In the entries below, find the line with "indicate the hockey player in white" and the line with "indicate the skate"; give again those lines and every line between them, exactly.
====
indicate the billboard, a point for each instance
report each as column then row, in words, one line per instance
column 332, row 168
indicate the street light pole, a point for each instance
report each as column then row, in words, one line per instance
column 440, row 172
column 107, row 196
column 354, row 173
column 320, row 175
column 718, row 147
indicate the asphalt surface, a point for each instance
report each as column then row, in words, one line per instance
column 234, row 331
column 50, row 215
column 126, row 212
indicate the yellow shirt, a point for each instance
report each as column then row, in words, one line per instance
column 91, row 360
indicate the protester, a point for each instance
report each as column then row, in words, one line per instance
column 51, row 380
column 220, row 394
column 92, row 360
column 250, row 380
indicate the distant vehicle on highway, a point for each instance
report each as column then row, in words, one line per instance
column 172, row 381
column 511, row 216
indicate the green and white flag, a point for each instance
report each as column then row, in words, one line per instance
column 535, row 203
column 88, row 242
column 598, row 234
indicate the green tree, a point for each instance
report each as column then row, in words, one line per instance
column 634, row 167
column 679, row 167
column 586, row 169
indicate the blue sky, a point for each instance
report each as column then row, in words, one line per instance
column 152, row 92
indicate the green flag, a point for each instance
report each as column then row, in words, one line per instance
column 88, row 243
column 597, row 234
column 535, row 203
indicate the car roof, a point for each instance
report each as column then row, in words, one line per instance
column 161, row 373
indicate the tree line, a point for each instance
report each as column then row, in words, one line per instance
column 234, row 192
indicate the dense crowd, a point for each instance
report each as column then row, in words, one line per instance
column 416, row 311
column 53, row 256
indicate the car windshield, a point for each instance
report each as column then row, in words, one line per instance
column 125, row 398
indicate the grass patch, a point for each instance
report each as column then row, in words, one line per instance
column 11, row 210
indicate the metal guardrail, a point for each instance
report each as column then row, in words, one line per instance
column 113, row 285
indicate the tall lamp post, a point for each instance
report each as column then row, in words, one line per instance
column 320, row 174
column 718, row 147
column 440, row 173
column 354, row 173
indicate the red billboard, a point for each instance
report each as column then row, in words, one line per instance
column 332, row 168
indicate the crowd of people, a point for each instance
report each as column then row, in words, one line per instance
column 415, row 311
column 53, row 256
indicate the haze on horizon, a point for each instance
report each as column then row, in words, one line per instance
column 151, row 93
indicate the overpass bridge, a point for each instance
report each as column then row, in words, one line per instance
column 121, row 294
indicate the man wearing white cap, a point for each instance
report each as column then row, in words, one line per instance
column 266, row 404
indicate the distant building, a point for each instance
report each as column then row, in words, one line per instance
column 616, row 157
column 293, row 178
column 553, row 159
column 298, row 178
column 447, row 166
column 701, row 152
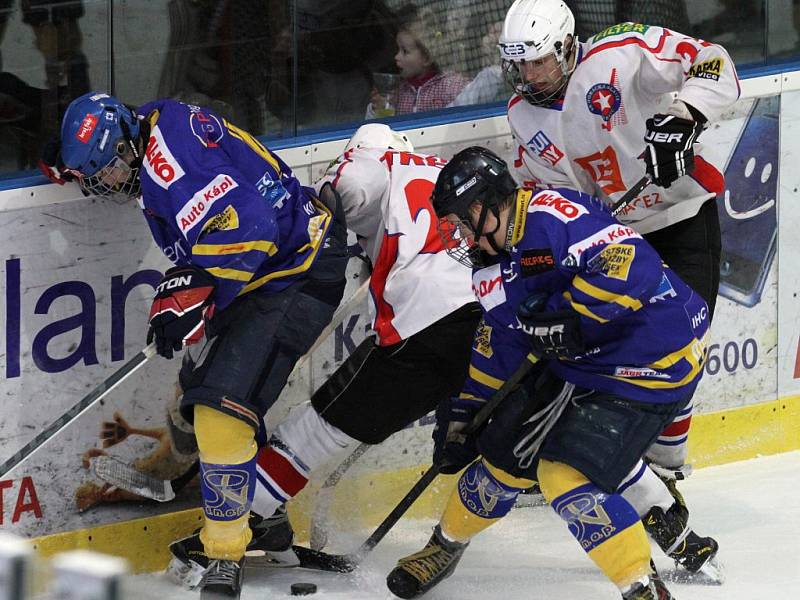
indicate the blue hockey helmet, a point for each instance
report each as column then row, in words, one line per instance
column 99, row 144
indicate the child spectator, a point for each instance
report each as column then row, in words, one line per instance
column 425, row 84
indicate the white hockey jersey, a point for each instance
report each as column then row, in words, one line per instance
column 386, row 197
column 592, row 140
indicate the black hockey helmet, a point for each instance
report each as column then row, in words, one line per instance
column 473, row 175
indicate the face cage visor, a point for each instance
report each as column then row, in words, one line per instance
column 460, row 240
column 537, row 94
column 117, row 181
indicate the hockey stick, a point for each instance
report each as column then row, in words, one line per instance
column 322, row 504
column 630, row 195
column 127, row 477
column 73, row 413
column 345, row 563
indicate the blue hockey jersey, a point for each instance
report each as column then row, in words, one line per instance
column 644, row 329
column 215, row 197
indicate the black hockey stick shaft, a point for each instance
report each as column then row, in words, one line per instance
column 480, row 418
column 630, row 195
column 73, row 413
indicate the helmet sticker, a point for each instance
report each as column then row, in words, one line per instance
column 86, row 129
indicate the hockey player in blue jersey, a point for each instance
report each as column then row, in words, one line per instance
column 621, row 347
column 259, row 270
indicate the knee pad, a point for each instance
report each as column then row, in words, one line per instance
column 221, row 437
column 606, row 525
column 310, row 438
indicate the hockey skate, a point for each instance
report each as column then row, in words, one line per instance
column 418, row 573
column 673, row 535
column 654, row 589
column 272, row 541
column 222, row 579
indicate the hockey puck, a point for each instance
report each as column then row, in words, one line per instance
column 303, row 589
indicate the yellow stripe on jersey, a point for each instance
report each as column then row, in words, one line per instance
column 254, row 144
column 314, row 245
column 235, row 274
column 691, row 353
column 521, row 203
column 236, row 248
column 583, row 309
column 485, row 378
column 604, row 295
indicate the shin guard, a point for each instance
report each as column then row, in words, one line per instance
column 484, row 495
column 228, row 474
column 606, row 525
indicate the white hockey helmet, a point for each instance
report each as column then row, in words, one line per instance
column 532, row 31
column 379, row 135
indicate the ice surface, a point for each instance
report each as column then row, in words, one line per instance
column 750, row 507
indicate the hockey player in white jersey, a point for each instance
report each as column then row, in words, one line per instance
column 423, row 313
column 596, row 116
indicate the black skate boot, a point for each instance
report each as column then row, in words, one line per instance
column 416, row 574
column 222, row 579
column 673, row 535
column 272, row 539
column 654, row 589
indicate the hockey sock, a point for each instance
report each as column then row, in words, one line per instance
column 483, row 496
column 302, row 442
column 228, row 468
column 606, row 525
column 643, row 489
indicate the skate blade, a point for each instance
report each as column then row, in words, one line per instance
column 187, row 576
column 262, row 558
column 711, row 573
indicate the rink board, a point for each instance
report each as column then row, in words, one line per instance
column 77, row 274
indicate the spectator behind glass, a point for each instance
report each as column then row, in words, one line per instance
column 422, row 50
column 489, row 85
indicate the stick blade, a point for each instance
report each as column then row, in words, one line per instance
column 130, row 479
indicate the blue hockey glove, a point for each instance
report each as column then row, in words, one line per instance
column 553, row 334
column 181, row 306
column 452, row 449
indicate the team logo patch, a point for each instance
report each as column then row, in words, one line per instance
column 709, row 69
column 605, row 100
column 487, row 284
column 536, row 261
column 197, row 208
column 612, row 234
column 621, row 28
column 227, row 220
column 544, row 148
column 206, row 128
column 159, row 162
column 556, row 205
column 483, row 340
column 613, row 261
column 639, row 372
column 86, row 129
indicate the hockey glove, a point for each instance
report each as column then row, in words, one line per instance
column 669, row 154
column 452, row 450
column 51, row 165
column 181, row 306
column 553, row 334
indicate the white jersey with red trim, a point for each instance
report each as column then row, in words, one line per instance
column 386, row 197
column 592, row 140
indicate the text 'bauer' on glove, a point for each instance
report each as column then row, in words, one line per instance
column 180, row 308
column 452, row 449
column 669, row 154
column 552, row 334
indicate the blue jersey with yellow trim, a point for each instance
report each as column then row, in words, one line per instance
column 216, row 198
column 644, row 329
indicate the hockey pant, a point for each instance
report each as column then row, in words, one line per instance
column 376, row 392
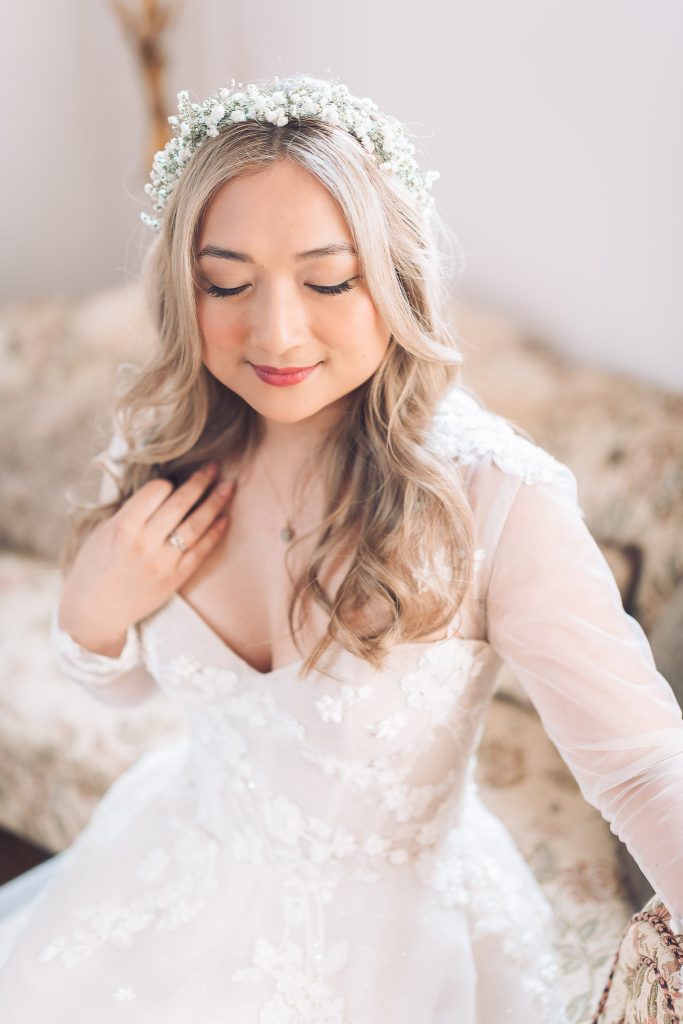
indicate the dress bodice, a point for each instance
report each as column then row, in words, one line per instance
column 349, row 763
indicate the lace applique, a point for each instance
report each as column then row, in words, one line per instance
column 477, row 867
column 300, row 972
column 124, row 994
column 464, row 429
column 177, row 881
column 438, row 679
column 332, row 709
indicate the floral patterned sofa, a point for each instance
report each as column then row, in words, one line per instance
column 60, row 750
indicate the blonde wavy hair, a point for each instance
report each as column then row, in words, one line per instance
column 391, row 502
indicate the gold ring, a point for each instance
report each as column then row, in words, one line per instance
column 177, row 541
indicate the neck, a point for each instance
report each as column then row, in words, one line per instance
column 291, row 443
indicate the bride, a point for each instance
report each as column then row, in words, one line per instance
column 319, row 544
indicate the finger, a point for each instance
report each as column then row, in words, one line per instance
column 167, row 516
column 193, row 559
column 196, row 524
column 140, row 506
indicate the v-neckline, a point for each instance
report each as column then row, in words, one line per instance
column 194, row 613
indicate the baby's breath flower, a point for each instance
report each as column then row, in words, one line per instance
column 278, row 102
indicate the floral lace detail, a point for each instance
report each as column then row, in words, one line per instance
column 332, row 709
column 465, row 429
column 477, row 867
column 176, row 884
column 302, row 993
column 438, row 679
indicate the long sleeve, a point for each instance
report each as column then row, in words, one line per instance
column 122, row 680
column 554, row 614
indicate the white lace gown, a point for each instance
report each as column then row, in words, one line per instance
column 314, row 850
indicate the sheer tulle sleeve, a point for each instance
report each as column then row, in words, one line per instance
column 554, row 614
column 122, row 680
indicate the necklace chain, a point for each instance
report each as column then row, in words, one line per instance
column 287, row 532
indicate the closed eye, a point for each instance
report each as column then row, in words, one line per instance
column 222, row 293
column 345, row 286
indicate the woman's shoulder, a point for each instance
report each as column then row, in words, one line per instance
column 474, row 436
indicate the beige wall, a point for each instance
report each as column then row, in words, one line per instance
column 555, row 126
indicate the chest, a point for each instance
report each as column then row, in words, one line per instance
column 243, row 588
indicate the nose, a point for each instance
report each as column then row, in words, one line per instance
column 278, row 320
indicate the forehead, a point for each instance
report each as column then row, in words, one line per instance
column 283, row 204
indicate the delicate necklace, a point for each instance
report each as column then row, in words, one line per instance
column 287, row 532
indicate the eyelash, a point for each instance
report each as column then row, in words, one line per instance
column 221, row 293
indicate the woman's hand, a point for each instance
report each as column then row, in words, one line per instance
column 127, row 567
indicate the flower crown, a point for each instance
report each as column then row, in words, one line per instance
column 279, row 102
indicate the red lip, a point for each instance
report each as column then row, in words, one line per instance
column 285, row 376
column 282, row 370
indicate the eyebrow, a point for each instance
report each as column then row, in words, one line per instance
column 329, row 250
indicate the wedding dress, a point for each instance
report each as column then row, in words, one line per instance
column 315, row 850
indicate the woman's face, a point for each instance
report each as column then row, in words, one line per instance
column 280, row 287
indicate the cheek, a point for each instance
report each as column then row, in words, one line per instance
column 219, row 330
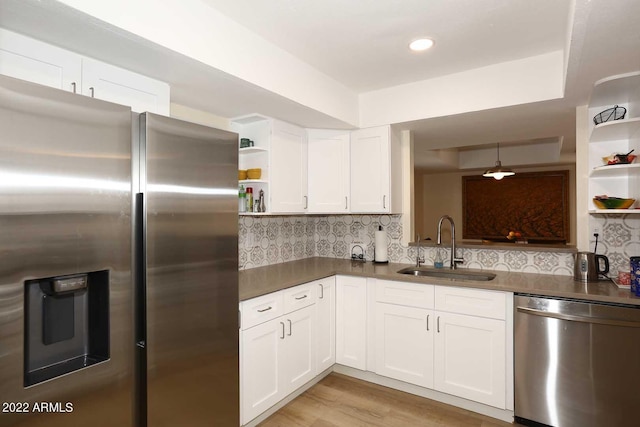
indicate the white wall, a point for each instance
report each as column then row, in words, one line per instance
column 197, row 116
column 192, row 28
column 533, row 79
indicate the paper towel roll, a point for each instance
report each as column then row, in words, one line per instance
column 380, row 246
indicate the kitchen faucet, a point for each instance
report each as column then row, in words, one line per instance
column 419, row 259
column 454, row 261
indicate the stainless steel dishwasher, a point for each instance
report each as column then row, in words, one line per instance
column 577, row 363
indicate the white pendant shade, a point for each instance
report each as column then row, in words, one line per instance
column 498, row 171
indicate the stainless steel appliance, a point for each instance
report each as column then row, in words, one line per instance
column 576, row 363
column 587, row 266
column 65, row 204
column 187, row 235
column 102, row 322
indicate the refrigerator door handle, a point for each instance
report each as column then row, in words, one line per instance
column 140, row 285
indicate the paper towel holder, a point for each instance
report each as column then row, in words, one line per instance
column 357, row 257
column 381, row 256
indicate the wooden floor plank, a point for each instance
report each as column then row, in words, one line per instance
column 342, row 401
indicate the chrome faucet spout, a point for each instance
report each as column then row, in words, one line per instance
column 454, row 261
column 419, row 259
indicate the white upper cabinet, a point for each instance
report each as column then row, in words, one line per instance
column 32, row 60
column 328, row 171
column 375, row 171
column 113, row 84
column 288, row 168
column 28, row 59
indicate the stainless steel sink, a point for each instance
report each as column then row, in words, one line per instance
column 448, row 274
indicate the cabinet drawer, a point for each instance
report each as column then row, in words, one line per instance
column 261, row 309
column 474, row 302
column 298, row 297
column 404, row 293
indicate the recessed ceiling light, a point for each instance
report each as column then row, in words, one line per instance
column 420, row 44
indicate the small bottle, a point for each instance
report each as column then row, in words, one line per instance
column 249, row 199
column 438, row 261
column 242, row 200
column 263, row 208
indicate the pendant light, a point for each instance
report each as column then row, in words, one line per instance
column 498, row 172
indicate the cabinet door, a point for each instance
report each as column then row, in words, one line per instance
column 260, row 365
column 370, row 170
column 113, row 84
column 328, row 171
column 351, row 321
column 288, row 169
column 326, row 321
column 470, row 358
column 28, row 59
column 298, row 357
column 404, row 343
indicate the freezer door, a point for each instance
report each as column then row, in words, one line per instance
column 192, row 273
column 65, row 208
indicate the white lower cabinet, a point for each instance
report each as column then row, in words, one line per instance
column 445, row 338
column 460, row 350
column 278, row 355
column 326, row 323
column 470, row 358
column 351, row 321
column 404, row 343
column 260, row 362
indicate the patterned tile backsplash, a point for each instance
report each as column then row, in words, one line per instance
column 619, row 239
column 266, row 240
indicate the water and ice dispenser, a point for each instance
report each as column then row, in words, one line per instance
column 66, row 324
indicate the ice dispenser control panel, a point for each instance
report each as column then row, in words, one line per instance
column 66, row 324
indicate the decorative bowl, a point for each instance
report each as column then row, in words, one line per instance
column 612, row 202
column 619, row 159
column 254, row 173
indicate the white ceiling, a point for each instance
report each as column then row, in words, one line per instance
column 362, row 45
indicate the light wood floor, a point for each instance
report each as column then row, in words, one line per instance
column 343, row 401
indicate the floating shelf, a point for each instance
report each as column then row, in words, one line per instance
column 615, row 90
column 612, row 211
column 614, row 170
column 615, row 130
column 252, row 150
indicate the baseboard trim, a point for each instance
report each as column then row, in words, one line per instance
column 272, row 410
column 490, row 411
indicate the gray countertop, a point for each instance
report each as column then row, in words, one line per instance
column 263, row 280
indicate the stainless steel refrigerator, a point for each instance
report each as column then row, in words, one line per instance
column 187, row 232
column 82, row 340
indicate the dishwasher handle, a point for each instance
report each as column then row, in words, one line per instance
column 574, row 318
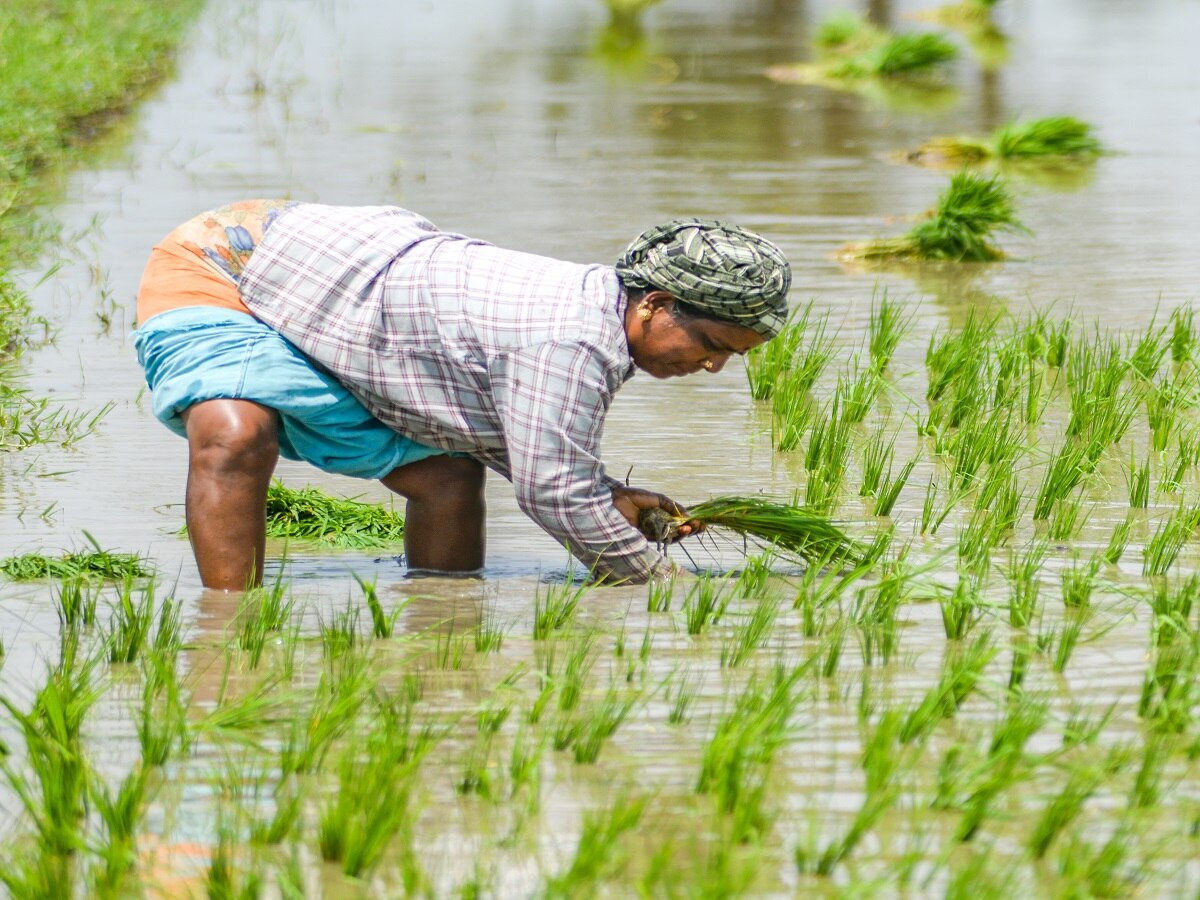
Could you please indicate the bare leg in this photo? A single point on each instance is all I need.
(444, 523)
(233, 447)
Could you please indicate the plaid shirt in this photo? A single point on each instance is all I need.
(455, 343)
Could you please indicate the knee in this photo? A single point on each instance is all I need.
(233, 444)
(441, 479)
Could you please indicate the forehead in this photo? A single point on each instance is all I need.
(735, 337)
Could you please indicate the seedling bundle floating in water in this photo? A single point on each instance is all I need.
(312, 515)
(1053, 138)
(851, 49)
(790, 529)
(959, 229)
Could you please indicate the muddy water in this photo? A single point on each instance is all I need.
(519, 123)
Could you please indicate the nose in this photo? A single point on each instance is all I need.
(715, 363)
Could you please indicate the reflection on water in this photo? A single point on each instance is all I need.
(537, 125)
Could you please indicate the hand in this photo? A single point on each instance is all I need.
(630, 502)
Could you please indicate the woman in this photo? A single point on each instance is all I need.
(370, 343)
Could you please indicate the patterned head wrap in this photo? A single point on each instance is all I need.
(721, 269)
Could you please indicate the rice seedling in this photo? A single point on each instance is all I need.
(1059, 136)
(1078, 583)
(660, 593)
(75, 603)
(1165, 544)
(1023, 575)
(961, 609)
(489, 631)
(750, 634)
(768, 363)
(120, 815)
(959, 228)
(580, 660)
(598, 855)
(705, 605)
(960, 675)
(887, 327)
(1183, 335)
(95, 564)
(555, 609)
(682, 695)
(600, 723)
(311, 515)
(790, 531)
(1065, 807)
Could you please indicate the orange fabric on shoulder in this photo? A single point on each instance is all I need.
(177, 277)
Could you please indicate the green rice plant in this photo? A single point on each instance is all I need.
(877, 455)
(54, 796)
(792, 532)
(899, 55)
(1068, 635)
(598, 855)
(682, 695)
(1183, 334)
(555, 609)
(858, 393)
(891, 487)
(1023, 576)
(1078, 583)
(959, 229)
(1065, 807)
(961, 609)
(768, 363)
(1059, 136)
(1117, 543)
(1165, 544)
(371, 805)
(750, 634)
(311, 515)
(120, 815)
(960, 675)
(96, 564)
(600, 723)
(382, 623)
(705, 605)
(580, 660)
(791, 414)
(489, 631)
(1067, 519)
(660, 592)
(75, 601)
(263, 613)
(887, 327)
(131, 622)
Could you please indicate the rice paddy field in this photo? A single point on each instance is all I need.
(996, 697)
====
> _Written answer_:
indicate the hockey player in white jersey, a point for each instance
report each as column then row, in words, one line per instance
column 423, row 313
column 596, row 116
indicate the black skate boot, a point for each instance
report each as column then row, in words, one line per instance
column 416, row 574
column 222, row 579
column 673, row 535
column 272, row 539
column 654, row 589
indicate the hockey sock, a point for each instance
report each as column then row, in words, one line per instance
column 483, row 496
column 302, row 442
column 228, row 468
column 606, row 525
column 643, row 489
indicate the skate blade, a point for each instance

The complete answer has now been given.